Task to complete:
Transcribe the stretch of the article on job interview questions from "Chelsey Opare-Addo, the" through "of as questions.", keeping every word and punctuation mark unchanged.

The Question Hiring Managers Aren’t Asking, but Should Be
Job searching has never been particularly easy, but in the time of COVID-19 and the accompanying economic fallout, landing a new position is arguably as tough as it was during the Great Recession. Hearing back from a recruiter or hiring manager can feel like a breakthrough moment, but it’s only the first step in the potential onboarding process. Candidates still have to get through the interview process.
A new study from Zety found that hiring managers are asking the same type of open-ended questions across the board. The top questions: “Tell me about yourself,” with 94% of decision-makers presenting this rote inquiry; “What are your greatest strengths?” is asked by 91%; “How did you hear about this position?” is asked by 84%; 82 % say “Tell me about a challenge or conflict you faced at work and how did you deal with it?;” and 80% ask “What are your greatest weaknesses?”
Zety’s study, which consulted over 500 decision-makers and more than 1,000 workers, shows that interview questions haven’t changed much over the years. But there are also some new and rather weird asks that hiring managers are making, such as, “How often do you exercise weekly?” and “If you were an animal, what would you be and why?”
Be they ordinary or zany, there’s something pretty important missing from the list of what hiring managers are asking. This data was gathered in December 2020 and January 2021 — yet not everyone is asking about what Andrew Hunter, co-founder of job search engine Adzuna, terms the “elephant in the room”: COVID-19 and working from home.
“With hundreds of thousands of Americans still working from home, it’s more important than ever to find out if a potential employee is self-motivated, trustworthy and a good communicator,” Hunter said. “That is far more important than asking what animal they would be.”
Chelsey Opare-Addo, the founder of Not Your Mother’s Resume, suggests that based on the infographic, asking questions about COVID-19 and remote work is uncommon because the concepts aren’t thought of as questions.
“It’s more of a ‘we are working remotely, and we might go back in the office in the fall, but we might not,'” Opare-Addo said. “Candidates have been very understanding and flexible, as it’s common for companies to not have an ironed-out plan.”
Opare-Addo added that she’s been in the awkward position of recruiting for a traveling consultant role, informing candidates that the role is currently 100% remote, but traveling may or may not be a requirement in the future.
“Interviewers tend to fall into a script of explaining what changes are happening because of COVID and what the plan is in the future,” she added. “COVID has brought along a new challenge for interviewers — describing what the work environment will be like without knowing what’s going to happen a few months down the line.”
By this logic, it makes sense that interviewers aren’t asking direct questions like, “Will you work remotely?” The continued uncertainty about the future adds a new wrinkle for job hunters and hiring managers alike. But it’s important job seekers and hiring organizations get on the same page before entering into an agreement, even if it’s coming to terms with the fact that the future of remote vs. in-office work remains a question mark.

Source material:
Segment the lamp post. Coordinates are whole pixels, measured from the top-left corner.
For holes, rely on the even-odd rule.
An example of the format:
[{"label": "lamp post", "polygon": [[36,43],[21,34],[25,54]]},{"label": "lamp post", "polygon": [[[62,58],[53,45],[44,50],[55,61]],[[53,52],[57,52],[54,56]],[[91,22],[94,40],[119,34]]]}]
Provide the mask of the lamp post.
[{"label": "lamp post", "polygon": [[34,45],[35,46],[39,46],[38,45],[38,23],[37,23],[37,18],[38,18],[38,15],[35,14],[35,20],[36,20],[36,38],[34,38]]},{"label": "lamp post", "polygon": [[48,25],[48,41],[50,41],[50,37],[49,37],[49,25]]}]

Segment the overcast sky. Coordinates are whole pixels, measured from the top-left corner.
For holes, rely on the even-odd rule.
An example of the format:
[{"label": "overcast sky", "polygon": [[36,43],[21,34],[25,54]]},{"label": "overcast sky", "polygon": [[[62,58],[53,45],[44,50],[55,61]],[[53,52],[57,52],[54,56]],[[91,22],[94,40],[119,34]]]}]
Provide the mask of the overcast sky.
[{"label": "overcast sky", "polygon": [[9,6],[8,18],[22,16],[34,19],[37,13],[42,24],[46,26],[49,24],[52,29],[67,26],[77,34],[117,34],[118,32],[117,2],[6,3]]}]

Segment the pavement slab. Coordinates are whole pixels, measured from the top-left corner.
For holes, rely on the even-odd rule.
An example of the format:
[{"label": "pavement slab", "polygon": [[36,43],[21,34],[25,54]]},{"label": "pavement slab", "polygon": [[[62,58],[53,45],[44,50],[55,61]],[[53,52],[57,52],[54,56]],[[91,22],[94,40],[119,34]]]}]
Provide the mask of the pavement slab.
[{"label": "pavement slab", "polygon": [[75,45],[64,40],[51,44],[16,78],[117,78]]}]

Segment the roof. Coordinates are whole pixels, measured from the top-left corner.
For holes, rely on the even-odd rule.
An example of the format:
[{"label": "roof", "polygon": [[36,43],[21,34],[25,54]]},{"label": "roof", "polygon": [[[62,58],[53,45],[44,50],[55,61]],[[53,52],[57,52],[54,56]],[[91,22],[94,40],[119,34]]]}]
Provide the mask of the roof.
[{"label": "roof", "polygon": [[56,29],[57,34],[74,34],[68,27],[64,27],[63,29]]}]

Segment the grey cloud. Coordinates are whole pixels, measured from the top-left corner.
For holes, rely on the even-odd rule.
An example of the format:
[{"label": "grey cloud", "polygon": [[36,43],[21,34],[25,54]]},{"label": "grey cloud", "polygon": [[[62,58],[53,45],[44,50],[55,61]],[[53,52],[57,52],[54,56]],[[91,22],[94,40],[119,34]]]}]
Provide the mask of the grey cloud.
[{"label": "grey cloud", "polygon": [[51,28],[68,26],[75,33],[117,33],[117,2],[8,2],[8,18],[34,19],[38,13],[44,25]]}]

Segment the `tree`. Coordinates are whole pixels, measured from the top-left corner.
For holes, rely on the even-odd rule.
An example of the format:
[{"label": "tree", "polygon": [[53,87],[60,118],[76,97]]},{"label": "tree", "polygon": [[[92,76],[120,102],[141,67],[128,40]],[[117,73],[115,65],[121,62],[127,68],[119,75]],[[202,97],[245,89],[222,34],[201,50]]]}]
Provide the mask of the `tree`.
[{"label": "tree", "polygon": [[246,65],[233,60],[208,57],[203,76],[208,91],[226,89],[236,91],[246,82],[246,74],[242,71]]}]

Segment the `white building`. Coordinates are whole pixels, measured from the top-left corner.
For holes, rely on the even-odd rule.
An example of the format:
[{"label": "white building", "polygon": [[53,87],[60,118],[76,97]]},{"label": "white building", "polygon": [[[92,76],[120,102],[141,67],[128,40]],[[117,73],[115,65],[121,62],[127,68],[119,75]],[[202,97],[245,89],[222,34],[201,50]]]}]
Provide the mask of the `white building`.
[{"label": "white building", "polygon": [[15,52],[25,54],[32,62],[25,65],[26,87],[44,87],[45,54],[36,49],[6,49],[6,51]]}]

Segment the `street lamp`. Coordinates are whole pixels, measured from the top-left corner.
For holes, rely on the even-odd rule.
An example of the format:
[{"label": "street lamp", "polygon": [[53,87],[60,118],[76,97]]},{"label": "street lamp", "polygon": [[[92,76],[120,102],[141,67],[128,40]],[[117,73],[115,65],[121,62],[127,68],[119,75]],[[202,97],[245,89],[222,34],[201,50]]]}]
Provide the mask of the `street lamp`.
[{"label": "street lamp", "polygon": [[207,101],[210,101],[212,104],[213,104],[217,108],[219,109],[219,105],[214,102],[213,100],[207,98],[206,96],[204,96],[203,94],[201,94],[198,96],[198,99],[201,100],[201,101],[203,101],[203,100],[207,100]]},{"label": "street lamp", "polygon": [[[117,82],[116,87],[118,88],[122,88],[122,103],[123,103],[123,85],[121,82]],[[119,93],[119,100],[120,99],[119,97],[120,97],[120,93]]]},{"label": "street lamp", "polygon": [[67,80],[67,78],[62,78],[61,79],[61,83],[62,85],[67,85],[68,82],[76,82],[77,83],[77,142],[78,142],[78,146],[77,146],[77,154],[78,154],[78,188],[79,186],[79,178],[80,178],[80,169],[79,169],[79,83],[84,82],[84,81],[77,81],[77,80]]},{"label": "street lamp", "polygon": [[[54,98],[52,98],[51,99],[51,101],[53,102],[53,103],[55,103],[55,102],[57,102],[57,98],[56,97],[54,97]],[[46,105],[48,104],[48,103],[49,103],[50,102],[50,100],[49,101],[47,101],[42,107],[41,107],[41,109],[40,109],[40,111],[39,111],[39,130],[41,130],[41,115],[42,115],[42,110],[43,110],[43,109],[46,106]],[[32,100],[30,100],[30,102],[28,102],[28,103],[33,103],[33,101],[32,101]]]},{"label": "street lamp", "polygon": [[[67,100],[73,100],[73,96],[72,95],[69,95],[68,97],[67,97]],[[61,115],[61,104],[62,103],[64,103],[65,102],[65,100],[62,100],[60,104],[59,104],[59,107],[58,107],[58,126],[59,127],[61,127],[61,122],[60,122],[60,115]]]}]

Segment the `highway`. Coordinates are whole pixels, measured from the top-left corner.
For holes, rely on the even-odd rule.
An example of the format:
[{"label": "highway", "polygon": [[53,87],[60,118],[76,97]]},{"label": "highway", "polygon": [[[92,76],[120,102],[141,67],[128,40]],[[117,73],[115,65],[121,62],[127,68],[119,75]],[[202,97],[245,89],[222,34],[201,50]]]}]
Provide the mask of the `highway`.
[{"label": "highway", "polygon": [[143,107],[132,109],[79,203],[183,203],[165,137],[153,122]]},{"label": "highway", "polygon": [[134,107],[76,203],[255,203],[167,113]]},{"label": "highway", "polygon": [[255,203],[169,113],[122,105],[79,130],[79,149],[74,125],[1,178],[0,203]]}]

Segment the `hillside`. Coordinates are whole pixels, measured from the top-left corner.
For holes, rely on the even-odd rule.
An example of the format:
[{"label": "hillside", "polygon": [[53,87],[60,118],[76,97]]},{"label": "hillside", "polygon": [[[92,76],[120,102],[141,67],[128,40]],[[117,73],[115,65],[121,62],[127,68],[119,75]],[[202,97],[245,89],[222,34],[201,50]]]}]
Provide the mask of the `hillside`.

Output for this exercise:
Chelsey Opare-Addo, the founder of Not Your Mother’s Resume, suggests that based on the infographic, asking questions about COVID-19 and remote work is uncommon because the concepts aren’t thought of as questions.